PASSAGE FOR REVIEW:

Ira Herskowitz

University of California, San Francisco

July 14, 1946 - April 28, 2003

Scientific Discipline: Cellular and Developmental Biology
Membership Type:
Member (elected 1986)

Ira Herskowitz’s genetic research on S. cerevisiae mating type switching, an organism’s ability to allow for mating and diploid formation, improved our understanding of cell differentiation. He found that yeast have a silent mating type allele that can be transposed to a particular location, locus, in its genome and become functional. This discovery revolutionized the way scientists thought about the importance of plasticity in gene regulation. He was also a pioneer in personalized medicine; a field of medicine that takes people’s specific genetic information into account when determining the effectiveness of drugs.

ACTION ITEM:
Resume the profile of Ira Herskowitz, picking up right after its closing sentence about personalized medicine.

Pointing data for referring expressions
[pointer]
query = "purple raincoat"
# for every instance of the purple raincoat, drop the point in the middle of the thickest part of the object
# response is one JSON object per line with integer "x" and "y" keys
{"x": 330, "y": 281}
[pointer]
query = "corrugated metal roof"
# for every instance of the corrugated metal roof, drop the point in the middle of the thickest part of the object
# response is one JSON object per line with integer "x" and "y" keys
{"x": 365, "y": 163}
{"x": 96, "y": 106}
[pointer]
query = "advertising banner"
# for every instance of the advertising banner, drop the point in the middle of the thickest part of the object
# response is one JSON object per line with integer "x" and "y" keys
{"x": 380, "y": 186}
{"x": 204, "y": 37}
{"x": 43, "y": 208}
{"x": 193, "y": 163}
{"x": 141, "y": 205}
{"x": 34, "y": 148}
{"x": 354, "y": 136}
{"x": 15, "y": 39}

EXERCISE OUTPUT:
After graduating from the California Institute of Technology in 1967, Herskowitz received his PhD in microbiology from the Massachusetts Institute of Technology in 1971, where he taught biology until 1972. He was a professor at the Institute of Molecular Biology at the University of Oregon from 1972 to 1981. That same year he moved to the University of California, San Francisco, where he was a Professor of Biochemistry and Physics, Head of the Division of Genetics, and Vice-Chairman of the Department of Biochemistry and Biophysics. He was awarded the National Academy of Sciences Award for Scientific Reviewing and the Institute for Scientific Information in Honor of J. Murray Luck in 1985.